O último DC-10 de passageiros deixa os aeroportos para ganhar lugar no imaginário dos amantes da aviação


Um dos grandes ícones da aviação comercial deixa os céus. Neste ano, a companhia aérea Biman Bangladesh Airlines retirou de serviço o último McDonnell Douglas DC-10-30 certificado para o transporte regular de passageiros. Antes da “aposentadoria”, porém, o jato de matrícula S2-ACR realizou voos de despedida dedicados a convidados. Assim que o DC-10 pousou em Birmingham, no Reino Unido, após cumprir o seu roteiro regular a partir de Daca, via Kuwait, foi reabastecido para executar uma etapa de 50 minutos, a 7.315 m (24.000 pés), sobre a Grã-Bretanha. Seria apenas um voo, mas, diante dos apelos de inúmeros aficionados, a Bangladesh acabou realizando um total de nove jornadas durante três dias.

A disputa pelos assentos dispostos junto às janelas foi acirrada, e seus ocupantes não se incomodaram com o valor cobrado pelo bilhete, US$ 330. Os lugares mais procurados eram aqueles localizados próximos aos motores da asa, assim como os da seção traseira, que permitiam melhor observação dos flaps. Todos procuraram registrar de alguma forma o voo de despedida e quem já havia voado outras vezes naquela máquina emocionava-se ao escutar pela última vez o tradicional ronco dos motores General Electric (GE) CF6-50.

No cockpit, revezaram-se pelo menos cinco veteranos do DC-10, entre eles o comandante M.A. Abdul Qayum, que não poupou elogios à aeronave. Em entrevista a um jornal inglês, comparou o trijato a um carro de luxo Cadillac, confortável para pilotos e comissários e inovador para sua era. Tinha boas lembranças, embora reconheça que o avião tornou-se obsoleto e antieconômico, com gastos de combustível por assento em média 35% superiores aos jatos de grande porte de última geração.

A aeronave S2-ACR foi a penúltima entregue pela McDonnell Douglas, em 30 de dezembro de 1988. A empresa fechou a linha de produção com um total de 446 entregas. Os grandes hangares de Long Beach, CA, passariam a atender a demanda para a nova geração do trijato, que recebeu a designação MD-11. A Biman aposentou o DC-10 e passou a operar jatos do modelo Boeing 777-300ER nas rotas entre a capital Daca e as cidades de Birmingham, Frankfurt, Londres, Roma e Nova York. A troca de aeronaves aconteceria em dezembro de 2013, mas um atraso na entrega do terceiro Boeing levou a companhia a rever sua malha. O quarto avião foi entregue em março último e ainda há uma encomenda para quatro unidades do Boeing 787-8.

DC-10
DC-10 da National estocados em Miami após proibição dos voos em 1979

Concorrente para o Jumbo

Entre 1968 e 1988, a Douglas produziu 446 aviões DC-10, incluindo 60 versões militares KC-10 Extender, para transporte de tropas e reabastecimento em voo. O trijato realizou seu primeiro voo em 29 de agosto de 1970 e entrou no mercado como uma resposta da McDonnell Douglas para a grande concorrência imposta pela Boeing, que lançara em 1966 o primeiro jato comercial de grande porte do mundo, o Boeing 747, com a primeira entrega para a Pan American (Pan Am) em 13 de dezembro de 1969 e o voo inaugural em 21 de janeiro de 1970.

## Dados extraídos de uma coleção

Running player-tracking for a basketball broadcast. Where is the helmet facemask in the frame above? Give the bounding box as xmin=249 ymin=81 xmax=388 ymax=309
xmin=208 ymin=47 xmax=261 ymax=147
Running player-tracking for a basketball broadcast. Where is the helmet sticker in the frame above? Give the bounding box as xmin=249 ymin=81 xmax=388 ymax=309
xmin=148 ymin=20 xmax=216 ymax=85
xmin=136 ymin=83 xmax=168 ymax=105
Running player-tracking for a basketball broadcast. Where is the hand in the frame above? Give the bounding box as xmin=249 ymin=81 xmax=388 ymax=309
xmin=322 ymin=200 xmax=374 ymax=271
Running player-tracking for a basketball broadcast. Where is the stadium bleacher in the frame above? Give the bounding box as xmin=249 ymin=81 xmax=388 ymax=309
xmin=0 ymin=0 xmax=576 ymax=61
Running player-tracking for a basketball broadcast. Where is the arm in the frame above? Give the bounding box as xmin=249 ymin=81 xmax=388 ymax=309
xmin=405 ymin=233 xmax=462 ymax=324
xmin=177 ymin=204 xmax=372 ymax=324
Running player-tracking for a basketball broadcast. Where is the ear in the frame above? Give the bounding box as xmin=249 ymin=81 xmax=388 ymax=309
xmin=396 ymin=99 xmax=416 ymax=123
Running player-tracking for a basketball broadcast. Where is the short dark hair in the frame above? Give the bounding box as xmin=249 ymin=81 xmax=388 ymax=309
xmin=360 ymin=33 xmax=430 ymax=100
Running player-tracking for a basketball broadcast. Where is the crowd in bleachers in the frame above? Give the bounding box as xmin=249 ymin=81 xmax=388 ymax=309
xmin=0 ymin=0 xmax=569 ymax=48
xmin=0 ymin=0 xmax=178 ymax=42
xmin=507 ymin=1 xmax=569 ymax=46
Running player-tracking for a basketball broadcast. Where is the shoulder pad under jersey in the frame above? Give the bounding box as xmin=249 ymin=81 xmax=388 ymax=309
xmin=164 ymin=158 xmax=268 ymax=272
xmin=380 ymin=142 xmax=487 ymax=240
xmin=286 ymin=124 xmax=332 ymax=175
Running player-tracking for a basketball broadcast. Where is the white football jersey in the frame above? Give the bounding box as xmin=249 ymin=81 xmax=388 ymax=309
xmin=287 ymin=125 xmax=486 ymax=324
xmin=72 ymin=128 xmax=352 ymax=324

## Tarefas
#1 Traduza para o inglês esta frase do texto sobre o último DC-10 de passageiros: "A empresa fechou a linha de produção com um total de 446 entregas."
#2 Retome o texto sobre o último DC-10 de passageiros a partir da sua última frase, mantendo o mesmo registro técnico.

## Respostas
#1 The company closed the production line with a total of 446 deliveries.

#2
Já o “10” tornou-se o primeiro trijato comercial de grande porte da história e, na época, teve como único concorrente na categoria o L-1011 Tristar fabricado pela Lockheed. Em princípio, os engenheiros esboçaram uma aeronave para até 550 passageiros, impulsionada por quatro reatores e configuração com dois andares, desenho muito parecido com o que se tem hoje nas aeronaves Airbus A380. Os custos do projeto, entretanto, eram altos e logo a ideia foi descartada – além disso, o mundo começava a mergulhar numa grave crise de petróleo. Optou-se, então, por um trijato, sendo que dois motores estariam instalados sob as asas e um terceiro, central, no estabilizador vertical. O grande diferencial do DC-10 em relação ao L-1011, aliás, está justamente na disposição do motor central. No Tristar, o bocal do reator nº 2 foi projetado sobre a fuselagem, e um duto conduz o ar para a entrada do motor, este localizado um pouco mais abaixo, na área mediana do “charuto” da fuselagem. É o mesmo sistema adotado pela Boeing para a alimentação do motor central no trijato Boeing 727.

O primeiro DC-10 foi lançado para cumprir as rotas médias no mercado doméstico norte-americano. Impulsionado por três motores GE CF6-6, os primeiros de uma família de motores de altíssima confiabilidade, o modelo recebeu a designação DC-10-10. Um detalhe interessante é que o DC-10-10 não tinha o trem de pouso central, uma das características emblemáticas nos jatos lançados posteriormente e também nos MD-11. A McDonnell Douglas produziu um total de 122 aviões dessa família. A autonomia máxima era de 6.110 km em configuração com duas classes ou de 4.360 km, com peso máximo de decolagem. O primeiro voo aconteceu em 29 de agosto de 1970, quando teve início uma série de testes, incluindo 929 voos num total de 1.551 horas. A certificação da Federal Aviation Administration (FAA) veio em 29 de julho de 1971 e o voo inaugural, executado entre Los Angeles e Chicago, aconteceu no dia 5 de agosto daquele mesmo ano. A American Airlines tornou-se a primeira operadora com uma encomenda de 25 aeronaves, seguida pela United Airlines, com pedido para 30 jatos e opção para outros 30 aviões.

O clássico trimotor nas cores da Varig
O clássico trimotor nas cores da Varig

Performance melhorada

Não tardou para que algumas companhias aéreas solicitassem uma versão de autonomia superior. Os engenheiros, então, trabalharam no próprio DC-10-10, que recebeu um trem de pouso central e tanques extras de combustível, proporcionando alcance de até 10.010 km, ou de 6.490 km (com peso máximo de decolagem). Surgiu o DC-10-30, versão de maior sucesso da família. Equipados com três motores do tipo GE CF6-50, os primeiros jatos deixaram a linha de produção em novembro de 1972 para serem entregues às europeias Swissair e KLM.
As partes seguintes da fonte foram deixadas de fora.